───── Source data ─────

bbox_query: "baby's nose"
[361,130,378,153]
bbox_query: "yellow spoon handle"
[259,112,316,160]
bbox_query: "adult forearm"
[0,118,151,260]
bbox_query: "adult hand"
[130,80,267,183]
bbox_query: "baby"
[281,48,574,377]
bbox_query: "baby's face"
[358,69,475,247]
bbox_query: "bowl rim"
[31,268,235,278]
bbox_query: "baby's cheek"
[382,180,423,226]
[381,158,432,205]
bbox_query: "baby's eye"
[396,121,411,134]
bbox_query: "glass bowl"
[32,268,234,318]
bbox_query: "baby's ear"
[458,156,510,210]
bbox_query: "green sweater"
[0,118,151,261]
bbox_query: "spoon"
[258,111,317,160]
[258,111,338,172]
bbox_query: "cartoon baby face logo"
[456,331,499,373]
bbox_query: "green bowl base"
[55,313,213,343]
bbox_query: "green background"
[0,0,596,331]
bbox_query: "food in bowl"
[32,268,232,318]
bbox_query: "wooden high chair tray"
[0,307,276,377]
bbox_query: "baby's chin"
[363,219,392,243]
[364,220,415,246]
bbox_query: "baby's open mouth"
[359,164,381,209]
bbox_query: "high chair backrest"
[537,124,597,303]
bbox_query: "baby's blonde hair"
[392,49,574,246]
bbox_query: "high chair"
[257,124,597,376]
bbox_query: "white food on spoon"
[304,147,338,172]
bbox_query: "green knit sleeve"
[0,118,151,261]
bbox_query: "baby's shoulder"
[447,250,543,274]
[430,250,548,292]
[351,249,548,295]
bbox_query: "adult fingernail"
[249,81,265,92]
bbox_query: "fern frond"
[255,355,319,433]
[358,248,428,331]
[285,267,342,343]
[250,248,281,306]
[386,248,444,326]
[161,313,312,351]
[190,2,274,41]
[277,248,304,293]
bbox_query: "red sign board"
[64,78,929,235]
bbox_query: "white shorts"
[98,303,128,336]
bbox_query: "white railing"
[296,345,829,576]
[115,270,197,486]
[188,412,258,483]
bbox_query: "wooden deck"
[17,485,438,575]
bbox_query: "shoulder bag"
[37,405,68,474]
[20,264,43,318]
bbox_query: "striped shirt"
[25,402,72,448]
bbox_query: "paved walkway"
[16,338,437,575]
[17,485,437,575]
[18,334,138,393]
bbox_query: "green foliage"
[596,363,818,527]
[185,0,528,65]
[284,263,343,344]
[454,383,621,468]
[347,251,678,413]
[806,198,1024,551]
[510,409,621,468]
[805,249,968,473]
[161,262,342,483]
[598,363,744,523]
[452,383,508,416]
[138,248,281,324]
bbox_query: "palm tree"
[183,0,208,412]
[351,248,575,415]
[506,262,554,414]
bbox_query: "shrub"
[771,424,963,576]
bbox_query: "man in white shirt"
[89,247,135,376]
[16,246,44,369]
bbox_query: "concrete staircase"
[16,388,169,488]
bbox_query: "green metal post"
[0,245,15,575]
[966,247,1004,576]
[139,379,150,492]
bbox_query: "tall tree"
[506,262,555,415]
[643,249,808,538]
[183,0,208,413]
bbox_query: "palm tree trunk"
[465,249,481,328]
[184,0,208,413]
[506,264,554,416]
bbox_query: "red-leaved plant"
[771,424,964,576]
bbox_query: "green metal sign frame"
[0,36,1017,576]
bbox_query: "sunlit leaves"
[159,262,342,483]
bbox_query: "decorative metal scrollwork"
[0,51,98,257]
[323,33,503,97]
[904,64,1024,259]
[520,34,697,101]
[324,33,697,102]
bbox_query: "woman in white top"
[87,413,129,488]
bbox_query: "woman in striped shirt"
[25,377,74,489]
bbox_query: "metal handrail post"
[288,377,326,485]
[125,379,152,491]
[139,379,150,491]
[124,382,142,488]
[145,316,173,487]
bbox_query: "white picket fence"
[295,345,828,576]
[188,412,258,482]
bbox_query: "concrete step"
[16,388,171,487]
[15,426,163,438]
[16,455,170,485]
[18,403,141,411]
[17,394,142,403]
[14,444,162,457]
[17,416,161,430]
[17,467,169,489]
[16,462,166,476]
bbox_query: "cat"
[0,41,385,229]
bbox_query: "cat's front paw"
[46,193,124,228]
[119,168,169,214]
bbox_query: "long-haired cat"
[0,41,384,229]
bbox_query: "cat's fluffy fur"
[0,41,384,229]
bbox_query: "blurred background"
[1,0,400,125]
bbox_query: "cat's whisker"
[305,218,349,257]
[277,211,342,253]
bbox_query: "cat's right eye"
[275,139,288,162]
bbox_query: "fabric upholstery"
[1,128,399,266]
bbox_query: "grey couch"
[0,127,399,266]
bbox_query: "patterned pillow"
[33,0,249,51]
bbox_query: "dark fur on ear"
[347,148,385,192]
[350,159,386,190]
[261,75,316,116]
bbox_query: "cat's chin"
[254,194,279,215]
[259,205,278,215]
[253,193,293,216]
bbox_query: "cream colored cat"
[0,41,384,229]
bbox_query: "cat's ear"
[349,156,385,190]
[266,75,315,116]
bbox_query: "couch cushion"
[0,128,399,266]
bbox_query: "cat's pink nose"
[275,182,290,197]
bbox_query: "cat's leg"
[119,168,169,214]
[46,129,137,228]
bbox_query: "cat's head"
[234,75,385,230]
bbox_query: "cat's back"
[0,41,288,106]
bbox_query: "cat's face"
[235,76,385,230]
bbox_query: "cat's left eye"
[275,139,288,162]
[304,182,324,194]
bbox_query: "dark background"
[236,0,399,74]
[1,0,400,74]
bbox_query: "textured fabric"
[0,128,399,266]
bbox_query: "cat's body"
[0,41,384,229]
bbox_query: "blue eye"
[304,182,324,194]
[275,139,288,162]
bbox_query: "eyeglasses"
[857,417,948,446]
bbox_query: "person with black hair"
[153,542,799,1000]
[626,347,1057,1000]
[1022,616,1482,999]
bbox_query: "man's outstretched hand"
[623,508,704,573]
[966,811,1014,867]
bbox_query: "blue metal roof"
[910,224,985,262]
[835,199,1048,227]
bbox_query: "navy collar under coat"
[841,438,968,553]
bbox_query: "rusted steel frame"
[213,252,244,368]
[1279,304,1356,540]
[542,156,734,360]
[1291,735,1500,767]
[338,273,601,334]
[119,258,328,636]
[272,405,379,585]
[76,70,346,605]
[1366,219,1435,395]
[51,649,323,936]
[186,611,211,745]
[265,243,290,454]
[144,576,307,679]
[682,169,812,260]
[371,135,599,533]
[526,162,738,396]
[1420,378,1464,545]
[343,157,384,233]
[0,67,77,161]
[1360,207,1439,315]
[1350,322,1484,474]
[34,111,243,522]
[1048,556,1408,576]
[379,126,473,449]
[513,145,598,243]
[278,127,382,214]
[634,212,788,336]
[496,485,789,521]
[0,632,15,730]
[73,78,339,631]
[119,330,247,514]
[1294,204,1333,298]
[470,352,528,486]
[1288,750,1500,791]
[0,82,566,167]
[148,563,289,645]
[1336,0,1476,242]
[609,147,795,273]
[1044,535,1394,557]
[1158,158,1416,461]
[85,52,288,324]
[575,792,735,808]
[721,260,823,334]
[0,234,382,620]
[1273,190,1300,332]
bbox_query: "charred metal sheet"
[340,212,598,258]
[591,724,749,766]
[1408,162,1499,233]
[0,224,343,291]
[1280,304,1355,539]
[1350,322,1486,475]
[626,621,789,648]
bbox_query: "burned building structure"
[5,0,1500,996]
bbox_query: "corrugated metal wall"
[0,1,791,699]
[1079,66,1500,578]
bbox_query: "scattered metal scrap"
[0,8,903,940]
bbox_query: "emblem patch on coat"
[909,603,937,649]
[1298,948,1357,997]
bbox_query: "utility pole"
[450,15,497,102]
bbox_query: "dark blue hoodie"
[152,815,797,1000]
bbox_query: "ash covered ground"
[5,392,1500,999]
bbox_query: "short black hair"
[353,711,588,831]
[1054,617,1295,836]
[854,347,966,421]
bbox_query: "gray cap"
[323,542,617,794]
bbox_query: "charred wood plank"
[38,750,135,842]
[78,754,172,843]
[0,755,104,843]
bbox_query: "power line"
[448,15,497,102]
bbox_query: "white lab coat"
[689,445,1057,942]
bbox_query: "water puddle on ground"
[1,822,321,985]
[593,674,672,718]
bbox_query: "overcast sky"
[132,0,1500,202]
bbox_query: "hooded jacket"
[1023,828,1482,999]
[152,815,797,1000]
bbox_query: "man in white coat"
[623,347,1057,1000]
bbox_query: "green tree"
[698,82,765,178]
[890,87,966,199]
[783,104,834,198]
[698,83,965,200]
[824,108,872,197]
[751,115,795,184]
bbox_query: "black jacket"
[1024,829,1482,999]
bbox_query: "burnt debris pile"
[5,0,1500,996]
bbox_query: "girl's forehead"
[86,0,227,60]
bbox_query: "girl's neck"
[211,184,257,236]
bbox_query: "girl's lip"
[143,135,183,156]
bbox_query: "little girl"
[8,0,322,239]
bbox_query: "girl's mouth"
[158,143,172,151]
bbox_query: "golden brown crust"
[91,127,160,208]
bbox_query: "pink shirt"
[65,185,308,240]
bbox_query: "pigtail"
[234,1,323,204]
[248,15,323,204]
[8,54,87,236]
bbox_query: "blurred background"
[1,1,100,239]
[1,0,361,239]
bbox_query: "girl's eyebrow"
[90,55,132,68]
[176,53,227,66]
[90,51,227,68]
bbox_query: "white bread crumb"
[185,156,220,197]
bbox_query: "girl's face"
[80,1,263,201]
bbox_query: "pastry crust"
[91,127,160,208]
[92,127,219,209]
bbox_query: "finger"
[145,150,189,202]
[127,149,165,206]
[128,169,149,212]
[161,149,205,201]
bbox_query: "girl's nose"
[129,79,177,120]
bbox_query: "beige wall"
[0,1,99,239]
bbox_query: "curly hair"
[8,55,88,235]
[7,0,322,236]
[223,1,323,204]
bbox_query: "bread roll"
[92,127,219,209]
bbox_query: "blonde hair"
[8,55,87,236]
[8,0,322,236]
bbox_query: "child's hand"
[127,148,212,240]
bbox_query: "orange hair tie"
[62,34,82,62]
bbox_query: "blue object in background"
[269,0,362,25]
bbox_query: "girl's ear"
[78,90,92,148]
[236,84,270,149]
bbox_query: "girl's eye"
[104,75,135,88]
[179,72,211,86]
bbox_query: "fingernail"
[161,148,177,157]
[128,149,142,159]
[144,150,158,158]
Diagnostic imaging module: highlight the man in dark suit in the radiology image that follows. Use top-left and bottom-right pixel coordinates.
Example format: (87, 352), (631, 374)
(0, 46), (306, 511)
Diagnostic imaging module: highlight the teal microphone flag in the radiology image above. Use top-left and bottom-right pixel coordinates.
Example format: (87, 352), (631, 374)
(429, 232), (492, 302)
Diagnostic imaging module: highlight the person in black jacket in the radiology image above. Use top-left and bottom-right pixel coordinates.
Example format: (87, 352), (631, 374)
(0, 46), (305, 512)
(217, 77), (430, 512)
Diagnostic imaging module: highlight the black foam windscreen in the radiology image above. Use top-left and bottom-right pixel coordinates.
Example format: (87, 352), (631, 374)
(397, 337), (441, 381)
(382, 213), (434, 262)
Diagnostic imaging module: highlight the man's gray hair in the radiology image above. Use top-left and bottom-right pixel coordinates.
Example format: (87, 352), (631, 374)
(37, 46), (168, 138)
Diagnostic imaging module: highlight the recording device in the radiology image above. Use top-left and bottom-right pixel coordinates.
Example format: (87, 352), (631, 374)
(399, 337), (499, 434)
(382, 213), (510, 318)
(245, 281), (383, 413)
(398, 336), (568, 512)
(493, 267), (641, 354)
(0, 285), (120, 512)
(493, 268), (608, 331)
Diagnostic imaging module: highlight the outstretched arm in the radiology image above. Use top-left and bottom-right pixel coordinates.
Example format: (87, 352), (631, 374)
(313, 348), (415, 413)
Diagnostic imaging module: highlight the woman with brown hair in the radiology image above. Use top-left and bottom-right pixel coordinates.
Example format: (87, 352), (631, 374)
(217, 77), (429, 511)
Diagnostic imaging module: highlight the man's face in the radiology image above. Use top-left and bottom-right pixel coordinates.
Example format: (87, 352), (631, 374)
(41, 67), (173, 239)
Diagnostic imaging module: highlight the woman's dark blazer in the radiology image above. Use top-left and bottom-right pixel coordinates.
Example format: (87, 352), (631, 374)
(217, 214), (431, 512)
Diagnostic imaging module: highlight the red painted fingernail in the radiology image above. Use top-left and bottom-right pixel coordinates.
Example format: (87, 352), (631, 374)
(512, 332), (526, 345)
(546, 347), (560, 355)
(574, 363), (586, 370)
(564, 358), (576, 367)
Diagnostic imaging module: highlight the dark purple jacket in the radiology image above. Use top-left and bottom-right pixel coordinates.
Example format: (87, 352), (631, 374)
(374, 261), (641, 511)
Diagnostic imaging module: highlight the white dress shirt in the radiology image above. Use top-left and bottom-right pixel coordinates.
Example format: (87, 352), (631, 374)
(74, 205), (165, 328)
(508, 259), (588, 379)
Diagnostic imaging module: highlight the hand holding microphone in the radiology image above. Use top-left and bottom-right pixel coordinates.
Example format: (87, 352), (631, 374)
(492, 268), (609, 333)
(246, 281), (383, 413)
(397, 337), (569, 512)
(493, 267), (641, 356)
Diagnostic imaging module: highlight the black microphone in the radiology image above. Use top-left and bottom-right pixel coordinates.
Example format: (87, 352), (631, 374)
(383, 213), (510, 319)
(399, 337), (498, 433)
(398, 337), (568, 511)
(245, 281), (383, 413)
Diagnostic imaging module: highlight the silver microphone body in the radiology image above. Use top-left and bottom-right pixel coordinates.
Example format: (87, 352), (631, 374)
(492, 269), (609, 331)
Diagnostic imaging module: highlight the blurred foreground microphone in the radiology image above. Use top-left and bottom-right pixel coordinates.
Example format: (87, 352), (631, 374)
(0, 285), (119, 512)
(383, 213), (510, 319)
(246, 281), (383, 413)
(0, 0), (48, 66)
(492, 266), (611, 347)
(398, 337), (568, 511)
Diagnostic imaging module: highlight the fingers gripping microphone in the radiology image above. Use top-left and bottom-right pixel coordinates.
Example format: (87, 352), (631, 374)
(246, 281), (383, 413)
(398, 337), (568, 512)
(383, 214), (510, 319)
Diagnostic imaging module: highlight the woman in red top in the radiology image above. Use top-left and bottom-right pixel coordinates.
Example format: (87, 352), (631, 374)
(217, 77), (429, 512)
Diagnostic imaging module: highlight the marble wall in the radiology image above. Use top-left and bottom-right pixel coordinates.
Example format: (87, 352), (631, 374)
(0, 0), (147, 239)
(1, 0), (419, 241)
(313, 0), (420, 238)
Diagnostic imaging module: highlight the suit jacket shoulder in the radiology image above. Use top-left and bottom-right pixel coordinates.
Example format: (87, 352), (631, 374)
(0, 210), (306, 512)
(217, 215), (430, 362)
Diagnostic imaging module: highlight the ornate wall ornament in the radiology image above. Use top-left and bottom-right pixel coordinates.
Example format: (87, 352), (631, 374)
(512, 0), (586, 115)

─────

Some lines above may contain the string "microphone". State how many of them the records have, and nothing more.

6